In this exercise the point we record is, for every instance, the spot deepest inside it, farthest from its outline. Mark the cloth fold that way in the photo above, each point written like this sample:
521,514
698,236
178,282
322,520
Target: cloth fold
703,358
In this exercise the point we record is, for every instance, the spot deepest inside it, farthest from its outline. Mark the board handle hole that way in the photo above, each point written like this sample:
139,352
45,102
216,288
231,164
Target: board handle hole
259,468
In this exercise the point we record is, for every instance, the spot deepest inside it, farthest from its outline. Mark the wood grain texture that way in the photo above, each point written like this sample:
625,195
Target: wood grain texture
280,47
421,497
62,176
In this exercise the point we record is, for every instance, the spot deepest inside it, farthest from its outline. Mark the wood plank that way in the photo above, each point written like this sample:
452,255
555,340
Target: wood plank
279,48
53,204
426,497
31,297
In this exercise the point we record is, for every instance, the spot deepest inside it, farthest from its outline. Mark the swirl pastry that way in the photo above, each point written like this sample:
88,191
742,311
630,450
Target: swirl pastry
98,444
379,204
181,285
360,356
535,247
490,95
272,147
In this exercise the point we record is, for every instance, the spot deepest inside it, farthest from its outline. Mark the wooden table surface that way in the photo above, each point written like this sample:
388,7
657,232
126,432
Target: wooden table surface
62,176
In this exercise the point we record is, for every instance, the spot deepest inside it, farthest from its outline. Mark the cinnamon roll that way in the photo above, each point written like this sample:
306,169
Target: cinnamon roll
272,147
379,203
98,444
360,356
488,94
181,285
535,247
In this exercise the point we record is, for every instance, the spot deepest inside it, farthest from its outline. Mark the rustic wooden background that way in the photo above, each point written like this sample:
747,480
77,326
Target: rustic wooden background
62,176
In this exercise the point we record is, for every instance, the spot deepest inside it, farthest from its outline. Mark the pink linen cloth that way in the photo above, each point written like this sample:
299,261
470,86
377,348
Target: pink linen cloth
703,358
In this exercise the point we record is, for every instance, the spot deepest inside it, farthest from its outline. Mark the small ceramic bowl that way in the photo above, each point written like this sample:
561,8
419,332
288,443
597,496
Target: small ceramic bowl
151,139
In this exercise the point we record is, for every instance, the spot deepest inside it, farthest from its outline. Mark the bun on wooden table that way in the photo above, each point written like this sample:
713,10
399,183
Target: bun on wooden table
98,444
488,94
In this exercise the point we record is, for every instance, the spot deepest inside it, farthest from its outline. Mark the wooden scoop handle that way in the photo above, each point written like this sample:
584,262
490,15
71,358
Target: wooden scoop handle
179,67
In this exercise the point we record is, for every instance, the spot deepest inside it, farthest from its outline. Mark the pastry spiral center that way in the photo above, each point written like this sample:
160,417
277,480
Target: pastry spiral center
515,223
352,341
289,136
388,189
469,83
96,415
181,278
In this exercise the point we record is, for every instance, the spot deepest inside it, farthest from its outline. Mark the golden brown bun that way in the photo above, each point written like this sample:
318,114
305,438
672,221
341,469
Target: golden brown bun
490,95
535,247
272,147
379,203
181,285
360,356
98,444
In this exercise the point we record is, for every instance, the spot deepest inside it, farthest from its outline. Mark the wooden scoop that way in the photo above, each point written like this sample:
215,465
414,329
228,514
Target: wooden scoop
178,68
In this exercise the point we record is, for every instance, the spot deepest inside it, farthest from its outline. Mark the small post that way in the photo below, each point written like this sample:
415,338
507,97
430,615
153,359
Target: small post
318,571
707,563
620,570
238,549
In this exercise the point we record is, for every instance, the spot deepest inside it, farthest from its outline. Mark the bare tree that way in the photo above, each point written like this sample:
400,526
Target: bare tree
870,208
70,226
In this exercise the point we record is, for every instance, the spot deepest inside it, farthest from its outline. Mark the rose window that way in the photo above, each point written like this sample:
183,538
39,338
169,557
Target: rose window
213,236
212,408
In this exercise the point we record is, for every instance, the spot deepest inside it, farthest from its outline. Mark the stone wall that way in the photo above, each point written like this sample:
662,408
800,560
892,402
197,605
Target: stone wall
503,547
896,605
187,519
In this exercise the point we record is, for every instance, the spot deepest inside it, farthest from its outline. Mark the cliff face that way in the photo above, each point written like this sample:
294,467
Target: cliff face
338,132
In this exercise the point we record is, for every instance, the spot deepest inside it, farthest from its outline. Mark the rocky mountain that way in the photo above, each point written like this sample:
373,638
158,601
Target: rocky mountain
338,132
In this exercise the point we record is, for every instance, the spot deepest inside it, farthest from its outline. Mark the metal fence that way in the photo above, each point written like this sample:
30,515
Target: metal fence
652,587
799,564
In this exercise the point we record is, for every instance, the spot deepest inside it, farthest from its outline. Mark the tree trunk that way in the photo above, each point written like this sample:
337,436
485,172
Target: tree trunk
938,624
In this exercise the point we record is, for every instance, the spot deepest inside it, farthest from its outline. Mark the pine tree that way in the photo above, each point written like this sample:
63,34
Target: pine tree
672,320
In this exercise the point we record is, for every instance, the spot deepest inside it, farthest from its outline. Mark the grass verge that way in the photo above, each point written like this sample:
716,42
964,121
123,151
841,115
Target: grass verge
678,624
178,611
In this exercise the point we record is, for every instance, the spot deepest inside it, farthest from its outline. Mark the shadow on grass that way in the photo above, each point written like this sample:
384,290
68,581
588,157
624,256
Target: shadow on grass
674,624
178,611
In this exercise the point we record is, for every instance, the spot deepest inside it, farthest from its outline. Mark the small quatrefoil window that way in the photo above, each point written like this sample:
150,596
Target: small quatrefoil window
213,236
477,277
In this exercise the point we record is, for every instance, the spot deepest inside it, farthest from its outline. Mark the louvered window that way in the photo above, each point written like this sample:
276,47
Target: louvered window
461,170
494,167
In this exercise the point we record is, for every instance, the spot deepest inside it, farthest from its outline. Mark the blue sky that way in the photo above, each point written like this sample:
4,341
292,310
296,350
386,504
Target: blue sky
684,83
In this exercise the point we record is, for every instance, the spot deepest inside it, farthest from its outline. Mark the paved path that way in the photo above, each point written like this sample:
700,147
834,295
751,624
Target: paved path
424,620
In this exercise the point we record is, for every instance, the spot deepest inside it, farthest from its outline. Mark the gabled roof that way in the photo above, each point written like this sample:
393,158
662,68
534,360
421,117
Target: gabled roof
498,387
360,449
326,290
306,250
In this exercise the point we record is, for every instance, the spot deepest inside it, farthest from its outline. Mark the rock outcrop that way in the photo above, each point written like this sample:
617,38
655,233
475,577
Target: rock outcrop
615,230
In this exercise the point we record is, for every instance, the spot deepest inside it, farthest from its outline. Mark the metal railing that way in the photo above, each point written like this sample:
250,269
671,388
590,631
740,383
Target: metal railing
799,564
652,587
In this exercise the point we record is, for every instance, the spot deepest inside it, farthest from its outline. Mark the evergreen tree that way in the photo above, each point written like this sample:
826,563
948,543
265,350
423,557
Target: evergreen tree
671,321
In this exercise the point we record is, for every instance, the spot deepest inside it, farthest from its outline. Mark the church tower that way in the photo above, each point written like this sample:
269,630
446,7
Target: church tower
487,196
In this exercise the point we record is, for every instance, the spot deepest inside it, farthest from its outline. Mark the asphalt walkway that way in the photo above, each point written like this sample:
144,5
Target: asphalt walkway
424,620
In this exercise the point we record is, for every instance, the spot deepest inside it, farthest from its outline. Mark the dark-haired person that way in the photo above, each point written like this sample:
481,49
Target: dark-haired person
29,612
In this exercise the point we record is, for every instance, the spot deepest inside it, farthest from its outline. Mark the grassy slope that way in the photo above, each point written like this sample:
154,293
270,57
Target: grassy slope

····················

The lines to quote run from the one containing "the rock outcrop" through the final line of the material above; please give them exactly, both ends included, and nothing else.

In this exercise the point we record is, for every instance, the spot deepest inside it, farthest from its outline. Mark the rock outcrop that way in the photo above, each point written like this sample:
617,38
655,233
475,577
Target: rock outcrop
615,230
In this exercise the point we record is, for every instance, the spot deepest inside it, farthest from its outline. Mark the metal railing that way in the photo above, each point written like this sample:
250,269
671,388
590,631
740,383
Target: metal railing
799,564
652,587
In this exercise the point we record is, for every instance, the spot deepest inside it, farthest from its outline. Mark the evergreen tree that way in the photo above, each point written like this sample:
826,563
948,543
265,350
423,557
Target: evergreen tree
671,321
In this exercise the point we record is, for every instance, the spot deepest inside it, farthest from its outline. Mark the church tower that way in the photo above, each point written like this sample:
269,630
446,7
Target: church tower
487,196
In this exercise the point we record is, for every instance, the spot deepest inside it, farthest from its outline. Mark the asphalt walkway that way in the photo above, each point written like this sample:
144,5
Target: asphalt walkway
424,620
In this exercise the point we record is, for every instance, the spot deepest inside it, farthest from its outline. Mark the dark-haired person that way in the photo above, each point written like this sample:
481,49
Target: dark-haired person
29,612
In this exercise the point we record is, for every instance, the spot deepest inside it, farthest from its outline. Mark the grassy slope that way in the photo above, each point written like this sample:
154,293
270,57
Target: grassy slope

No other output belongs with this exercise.